_TASK DESCRIPTION_
Please set out the lines as a numbered list, starting at the line that contains "Exercise. Mark the leather" and going through the final line, with any blank lines left out.

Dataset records
# # #

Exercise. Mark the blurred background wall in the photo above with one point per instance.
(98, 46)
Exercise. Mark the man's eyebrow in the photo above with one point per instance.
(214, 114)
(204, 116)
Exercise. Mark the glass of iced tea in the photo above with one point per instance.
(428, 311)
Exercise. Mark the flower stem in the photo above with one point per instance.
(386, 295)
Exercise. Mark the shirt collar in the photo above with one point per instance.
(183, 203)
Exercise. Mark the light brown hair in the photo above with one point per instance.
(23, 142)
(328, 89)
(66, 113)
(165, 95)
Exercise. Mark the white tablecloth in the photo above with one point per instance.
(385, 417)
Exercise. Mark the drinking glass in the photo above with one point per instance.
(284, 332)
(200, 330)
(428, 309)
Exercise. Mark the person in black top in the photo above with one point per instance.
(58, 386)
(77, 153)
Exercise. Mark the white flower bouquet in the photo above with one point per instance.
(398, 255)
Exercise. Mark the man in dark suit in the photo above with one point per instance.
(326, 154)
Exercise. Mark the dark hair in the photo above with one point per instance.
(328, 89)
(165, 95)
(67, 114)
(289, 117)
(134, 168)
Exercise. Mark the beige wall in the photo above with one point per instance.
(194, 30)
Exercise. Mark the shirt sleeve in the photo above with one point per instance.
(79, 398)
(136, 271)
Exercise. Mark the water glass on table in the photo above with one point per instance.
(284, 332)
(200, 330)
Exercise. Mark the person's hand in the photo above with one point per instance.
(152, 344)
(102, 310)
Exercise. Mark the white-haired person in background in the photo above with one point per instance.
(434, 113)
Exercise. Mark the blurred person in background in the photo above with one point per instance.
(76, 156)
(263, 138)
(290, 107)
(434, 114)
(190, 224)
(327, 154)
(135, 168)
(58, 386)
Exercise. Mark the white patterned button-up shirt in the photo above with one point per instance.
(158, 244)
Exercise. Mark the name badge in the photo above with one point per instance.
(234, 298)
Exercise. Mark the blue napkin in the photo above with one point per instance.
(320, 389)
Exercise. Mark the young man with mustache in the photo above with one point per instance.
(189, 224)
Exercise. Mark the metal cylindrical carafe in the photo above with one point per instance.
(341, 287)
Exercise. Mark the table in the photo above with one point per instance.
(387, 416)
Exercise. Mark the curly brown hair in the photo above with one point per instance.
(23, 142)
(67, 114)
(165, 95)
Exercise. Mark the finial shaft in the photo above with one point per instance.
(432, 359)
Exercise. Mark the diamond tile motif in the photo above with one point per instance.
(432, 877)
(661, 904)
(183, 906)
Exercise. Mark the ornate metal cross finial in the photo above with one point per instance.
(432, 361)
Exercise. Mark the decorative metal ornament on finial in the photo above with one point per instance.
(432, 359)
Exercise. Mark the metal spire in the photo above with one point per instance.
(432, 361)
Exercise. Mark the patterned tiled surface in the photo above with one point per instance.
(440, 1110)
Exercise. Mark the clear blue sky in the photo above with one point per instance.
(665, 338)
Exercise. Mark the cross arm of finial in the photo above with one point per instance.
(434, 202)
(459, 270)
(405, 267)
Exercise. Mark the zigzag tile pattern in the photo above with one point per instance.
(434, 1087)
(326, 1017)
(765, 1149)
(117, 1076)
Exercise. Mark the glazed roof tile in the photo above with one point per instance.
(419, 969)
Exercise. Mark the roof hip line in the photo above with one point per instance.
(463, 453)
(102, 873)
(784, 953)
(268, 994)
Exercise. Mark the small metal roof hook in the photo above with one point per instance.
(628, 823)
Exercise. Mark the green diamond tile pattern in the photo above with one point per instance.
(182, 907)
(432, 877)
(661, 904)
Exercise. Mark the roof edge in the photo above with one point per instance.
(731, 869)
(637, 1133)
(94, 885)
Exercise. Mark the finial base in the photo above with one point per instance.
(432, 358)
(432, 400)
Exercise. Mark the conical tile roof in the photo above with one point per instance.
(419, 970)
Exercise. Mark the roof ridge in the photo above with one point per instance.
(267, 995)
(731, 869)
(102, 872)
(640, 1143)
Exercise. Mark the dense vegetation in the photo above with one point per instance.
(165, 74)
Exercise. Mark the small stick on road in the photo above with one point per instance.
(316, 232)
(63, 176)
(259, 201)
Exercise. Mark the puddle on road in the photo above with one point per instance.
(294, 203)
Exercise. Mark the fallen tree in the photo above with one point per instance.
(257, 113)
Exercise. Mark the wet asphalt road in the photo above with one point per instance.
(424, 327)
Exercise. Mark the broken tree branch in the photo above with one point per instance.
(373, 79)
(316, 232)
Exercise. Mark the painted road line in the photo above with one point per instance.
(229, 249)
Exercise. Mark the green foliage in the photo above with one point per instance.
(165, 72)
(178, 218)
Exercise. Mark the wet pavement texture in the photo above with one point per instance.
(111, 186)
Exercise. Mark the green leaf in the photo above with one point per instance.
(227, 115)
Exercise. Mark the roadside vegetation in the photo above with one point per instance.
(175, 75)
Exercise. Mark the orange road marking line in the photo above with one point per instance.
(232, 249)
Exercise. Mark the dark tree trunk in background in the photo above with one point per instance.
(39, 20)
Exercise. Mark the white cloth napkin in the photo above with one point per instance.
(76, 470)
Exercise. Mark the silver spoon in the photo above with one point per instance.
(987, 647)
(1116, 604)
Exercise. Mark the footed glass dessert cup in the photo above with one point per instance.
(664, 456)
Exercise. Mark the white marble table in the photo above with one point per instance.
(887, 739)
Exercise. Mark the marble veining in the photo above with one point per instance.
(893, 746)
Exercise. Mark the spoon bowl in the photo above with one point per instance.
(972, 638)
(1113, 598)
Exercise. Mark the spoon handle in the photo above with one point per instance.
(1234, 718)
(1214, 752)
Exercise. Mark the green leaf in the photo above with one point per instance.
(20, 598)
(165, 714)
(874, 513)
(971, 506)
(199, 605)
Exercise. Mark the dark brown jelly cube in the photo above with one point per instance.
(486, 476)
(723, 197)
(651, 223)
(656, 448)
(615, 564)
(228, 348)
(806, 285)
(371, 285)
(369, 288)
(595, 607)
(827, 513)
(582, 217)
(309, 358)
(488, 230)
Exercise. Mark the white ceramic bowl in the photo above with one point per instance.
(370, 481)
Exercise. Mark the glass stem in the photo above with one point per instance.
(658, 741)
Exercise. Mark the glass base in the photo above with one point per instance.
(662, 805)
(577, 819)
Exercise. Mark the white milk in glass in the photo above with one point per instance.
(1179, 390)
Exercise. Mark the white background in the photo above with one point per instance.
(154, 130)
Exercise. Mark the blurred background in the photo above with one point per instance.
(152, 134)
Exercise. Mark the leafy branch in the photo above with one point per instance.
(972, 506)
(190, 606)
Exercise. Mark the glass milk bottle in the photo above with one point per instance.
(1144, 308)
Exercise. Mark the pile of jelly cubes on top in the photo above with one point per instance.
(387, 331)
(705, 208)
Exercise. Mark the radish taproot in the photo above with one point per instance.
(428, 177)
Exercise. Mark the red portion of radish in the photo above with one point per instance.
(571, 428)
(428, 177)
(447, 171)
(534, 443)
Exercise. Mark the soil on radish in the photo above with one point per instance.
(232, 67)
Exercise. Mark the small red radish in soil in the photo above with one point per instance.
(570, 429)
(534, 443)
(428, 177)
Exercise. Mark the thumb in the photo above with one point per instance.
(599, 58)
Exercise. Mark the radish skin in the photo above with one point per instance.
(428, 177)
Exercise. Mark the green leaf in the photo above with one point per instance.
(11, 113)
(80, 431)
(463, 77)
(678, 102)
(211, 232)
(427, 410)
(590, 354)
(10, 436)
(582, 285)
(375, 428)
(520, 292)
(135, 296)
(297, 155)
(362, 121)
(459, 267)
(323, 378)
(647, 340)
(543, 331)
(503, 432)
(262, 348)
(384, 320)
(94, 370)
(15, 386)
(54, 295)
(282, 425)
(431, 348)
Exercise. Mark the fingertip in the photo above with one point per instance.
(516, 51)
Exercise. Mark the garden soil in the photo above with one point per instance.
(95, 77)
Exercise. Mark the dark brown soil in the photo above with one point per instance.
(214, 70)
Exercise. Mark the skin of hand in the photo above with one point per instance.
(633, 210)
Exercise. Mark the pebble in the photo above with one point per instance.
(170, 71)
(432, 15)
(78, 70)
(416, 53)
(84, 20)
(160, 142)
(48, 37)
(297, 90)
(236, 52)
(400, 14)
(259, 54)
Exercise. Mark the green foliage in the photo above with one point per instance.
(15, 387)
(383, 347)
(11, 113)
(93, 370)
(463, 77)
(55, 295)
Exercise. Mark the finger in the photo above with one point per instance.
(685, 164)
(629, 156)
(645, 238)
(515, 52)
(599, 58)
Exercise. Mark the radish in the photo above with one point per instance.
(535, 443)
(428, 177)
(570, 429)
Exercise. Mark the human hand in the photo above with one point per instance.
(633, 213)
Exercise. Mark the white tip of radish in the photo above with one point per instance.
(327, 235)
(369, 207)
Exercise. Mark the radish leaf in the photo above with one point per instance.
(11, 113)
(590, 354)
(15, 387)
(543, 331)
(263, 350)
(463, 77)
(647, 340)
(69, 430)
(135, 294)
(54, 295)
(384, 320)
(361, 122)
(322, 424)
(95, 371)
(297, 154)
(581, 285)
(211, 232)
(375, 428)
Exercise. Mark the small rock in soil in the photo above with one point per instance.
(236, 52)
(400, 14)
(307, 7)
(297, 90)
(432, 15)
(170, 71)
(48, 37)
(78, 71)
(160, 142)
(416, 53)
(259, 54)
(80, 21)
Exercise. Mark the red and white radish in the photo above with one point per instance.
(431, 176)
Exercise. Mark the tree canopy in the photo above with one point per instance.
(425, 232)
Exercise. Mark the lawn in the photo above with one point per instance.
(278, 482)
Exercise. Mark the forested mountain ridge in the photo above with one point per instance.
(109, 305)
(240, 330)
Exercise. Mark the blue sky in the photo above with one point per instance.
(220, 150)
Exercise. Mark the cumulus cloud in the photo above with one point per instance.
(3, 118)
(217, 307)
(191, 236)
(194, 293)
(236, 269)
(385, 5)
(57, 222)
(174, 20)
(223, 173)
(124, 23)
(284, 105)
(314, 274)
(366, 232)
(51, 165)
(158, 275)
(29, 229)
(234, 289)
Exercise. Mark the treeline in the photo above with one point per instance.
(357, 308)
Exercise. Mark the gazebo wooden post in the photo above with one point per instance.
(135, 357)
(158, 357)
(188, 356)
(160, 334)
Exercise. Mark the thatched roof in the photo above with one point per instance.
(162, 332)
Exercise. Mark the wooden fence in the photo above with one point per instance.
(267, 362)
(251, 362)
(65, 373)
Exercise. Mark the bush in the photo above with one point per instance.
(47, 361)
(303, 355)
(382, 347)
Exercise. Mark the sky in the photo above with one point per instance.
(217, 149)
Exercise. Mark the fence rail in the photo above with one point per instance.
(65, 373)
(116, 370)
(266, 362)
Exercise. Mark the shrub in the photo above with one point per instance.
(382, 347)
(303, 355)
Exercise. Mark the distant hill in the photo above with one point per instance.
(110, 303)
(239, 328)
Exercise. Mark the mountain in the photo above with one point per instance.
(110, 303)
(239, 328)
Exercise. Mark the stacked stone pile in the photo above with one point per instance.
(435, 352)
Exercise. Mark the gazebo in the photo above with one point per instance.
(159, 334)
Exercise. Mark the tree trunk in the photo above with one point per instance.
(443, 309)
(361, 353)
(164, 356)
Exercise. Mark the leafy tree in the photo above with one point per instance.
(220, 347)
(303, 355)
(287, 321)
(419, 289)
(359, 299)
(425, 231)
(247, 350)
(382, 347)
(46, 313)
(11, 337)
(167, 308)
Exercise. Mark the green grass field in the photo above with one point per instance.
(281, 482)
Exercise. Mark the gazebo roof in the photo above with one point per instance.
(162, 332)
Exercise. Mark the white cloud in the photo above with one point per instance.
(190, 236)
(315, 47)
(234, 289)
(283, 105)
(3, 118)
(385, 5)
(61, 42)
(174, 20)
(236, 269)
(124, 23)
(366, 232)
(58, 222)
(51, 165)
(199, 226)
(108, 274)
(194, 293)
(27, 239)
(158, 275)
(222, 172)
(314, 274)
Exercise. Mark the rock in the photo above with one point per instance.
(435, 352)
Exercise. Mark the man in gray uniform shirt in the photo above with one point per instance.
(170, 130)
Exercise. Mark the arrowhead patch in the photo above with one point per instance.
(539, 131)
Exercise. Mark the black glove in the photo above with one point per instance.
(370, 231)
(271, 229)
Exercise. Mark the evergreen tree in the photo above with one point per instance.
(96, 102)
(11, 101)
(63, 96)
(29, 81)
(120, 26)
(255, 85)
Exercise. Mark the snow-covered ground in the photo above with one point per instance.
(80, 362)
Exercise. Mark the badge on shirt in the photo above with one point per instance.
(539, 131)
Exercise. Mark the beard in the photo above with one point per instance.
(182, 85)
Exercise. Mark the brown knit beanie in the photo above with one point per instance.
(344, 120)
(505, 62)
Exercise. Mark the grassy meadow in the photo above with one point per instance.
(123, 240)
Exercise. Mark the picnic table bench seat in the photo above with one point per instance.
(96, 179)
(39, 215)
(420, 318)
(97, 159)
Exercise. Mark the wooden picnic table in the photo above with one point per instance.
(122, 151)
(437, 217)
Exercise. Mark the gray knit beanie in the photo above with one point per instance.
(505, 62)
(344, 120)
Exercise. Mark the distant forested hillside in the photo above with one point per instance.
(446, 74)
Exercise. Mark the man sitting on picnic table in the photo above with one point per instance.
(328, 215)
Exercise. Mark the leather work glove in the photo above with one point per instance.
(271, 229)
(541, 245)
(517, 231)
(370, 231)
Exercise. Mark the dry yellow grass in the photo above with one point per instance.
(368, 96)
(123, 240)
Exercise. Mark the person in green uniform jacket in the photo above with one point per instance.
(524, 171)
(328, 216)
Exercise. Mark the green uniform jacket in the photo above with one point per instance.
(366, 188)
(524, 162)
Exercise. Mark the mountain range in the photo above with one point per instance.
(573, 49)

# # #

_RESPONSE TO THE TASK_
1. Exercise. Mark the leather work glove in the photo above with one point per instance.
2. (271, 229)
3. (541, 245)
4. (517, 231)
5. (370, 231)
6. Exercise. Mark the dry yellow grass in the photo above with one point per instance.
7. (368, 96)
8. (123, 240)
9. Exercise. Mark the person in green uniform jacket in the photo above with one point per instance.
10. (524, 171)
11. (328, 216)
12. Exercise. Mark the green uniform jacket in the photo above with one point per instance.
13. (366, 188)
14. (524, 162)
15. Exercise. Mark the mountain range in the photo above with one point per instance.
16. (573, 49)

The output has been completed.